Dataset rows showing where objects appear
··········
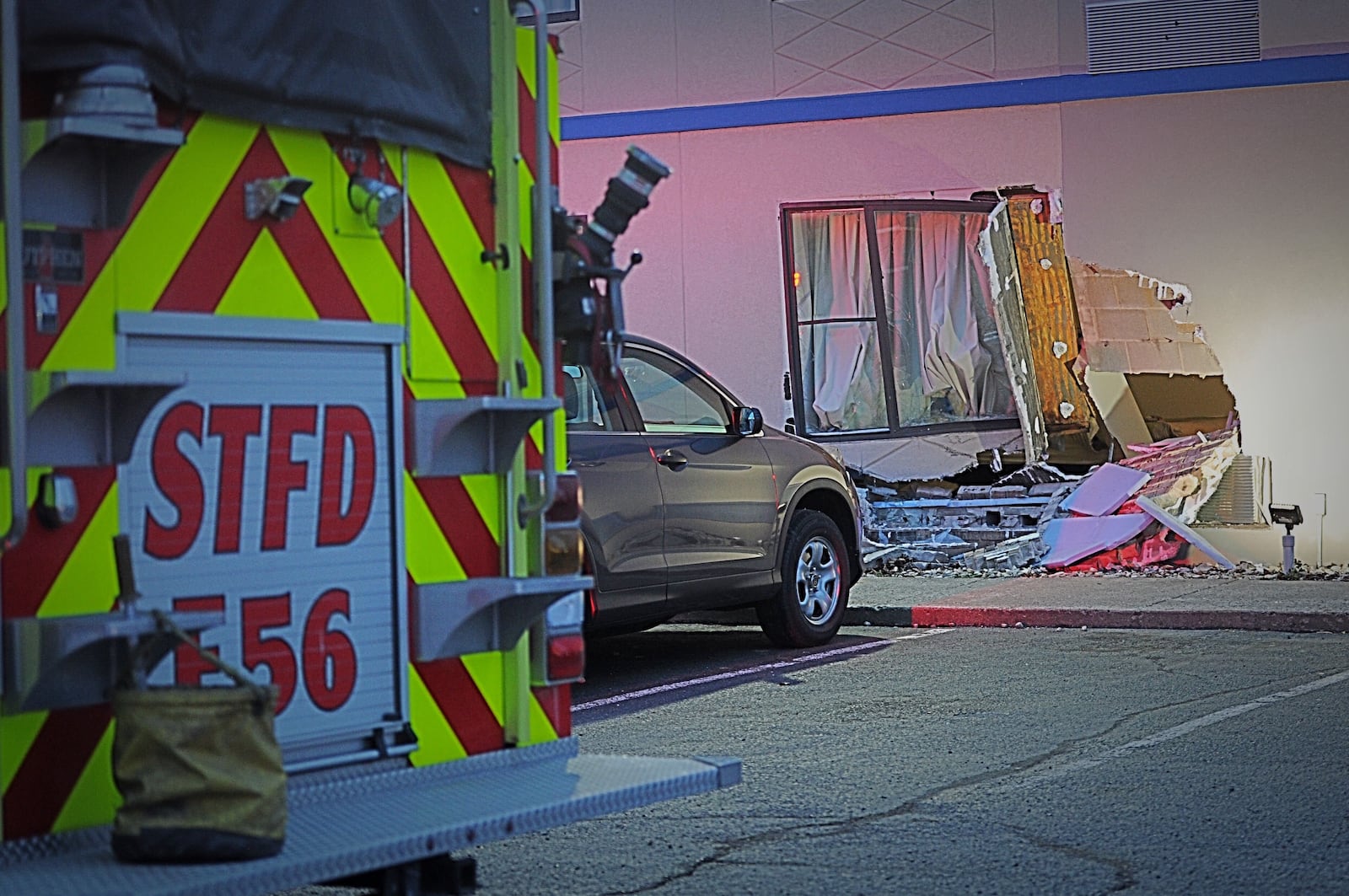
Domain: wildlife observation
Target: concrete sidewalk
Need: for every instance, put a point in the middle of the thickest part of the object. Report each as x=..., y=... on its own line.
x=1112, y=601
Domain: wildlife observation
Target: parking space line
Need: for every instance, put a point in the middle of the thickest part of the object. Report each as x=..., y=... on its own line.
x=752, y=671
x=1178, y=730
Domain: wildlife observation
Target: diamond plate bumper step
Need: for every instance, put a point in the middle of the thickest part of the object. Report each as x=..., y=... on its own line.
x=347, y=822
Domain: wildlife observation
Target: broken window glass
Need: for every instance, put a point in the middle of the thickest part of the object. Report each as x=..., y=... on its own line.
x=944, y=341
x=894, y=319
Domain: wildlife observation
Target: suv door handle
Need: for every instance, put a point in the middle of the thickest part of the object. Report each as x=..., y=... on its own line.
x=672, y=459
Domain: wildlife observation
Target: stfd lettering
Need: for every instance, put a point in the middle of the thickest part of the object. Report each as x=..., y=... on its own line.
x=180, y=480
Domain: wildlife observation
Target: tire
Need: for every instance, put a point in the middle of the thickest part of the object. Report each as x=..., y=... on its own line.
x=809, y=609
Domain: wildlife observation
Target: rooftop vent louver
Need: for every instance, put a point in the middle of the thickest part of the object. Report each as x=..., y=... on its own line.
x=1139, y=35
··········
Please reproduce all of the data above word for word, leaving the pictures out of your copy.

Domain: wildlife observation
Target: concrete sidewalk
Need: for every instance, put a point in the middle of the thickest part of the object. Report each as x=..., y=... on its own line.
x=1112, y=601
Domain: wildlife observation
Target: parking space line
Need: for every instance, put a point in the middle of the thickest part of the object. Report each as x=..., y=... on its own line.
x=752, y=671
x=1178, y=730
Domain: wildlife observation
Target: diamond plate bumper step
Need: for every instance, put a point in the middle of the thickest part of the object. Report each as x=..., y=... on its own line.
x=347, y=822
Domain: wildlife observation
Target: broken window glass
Need: for every instance, put a point in the middle of the thickest part of the object. Report each as x=..., y=... on its own line.
x=944, y=341
x=894, y=319
Domain: wildlife observation
Target: suv door handle
Need: for every instance, put a point in the middle of the thickest part of the object. Report each as x=..., y=... on its own line.
x=672, y=459
Domain: wildlife observation
Target: stfd lettering
Need: for every instance, put a point in the middle of the thickest part of the object. Report each as x=..., y=... on its own line.
x=180, y=480
Domain: wildlife observation
Target: tire
Need: for every instance, put a point in the middle of the thickest part of the object. Report each as x=..., y=... on its own line.
x=809, y=609
Domain: wildlife observation
Target: rooftop vent louver
Need: for every instance, put a point in the middle of the thickest part of the object. Report each as x=..., y=... on its own line.
x=1139, y=35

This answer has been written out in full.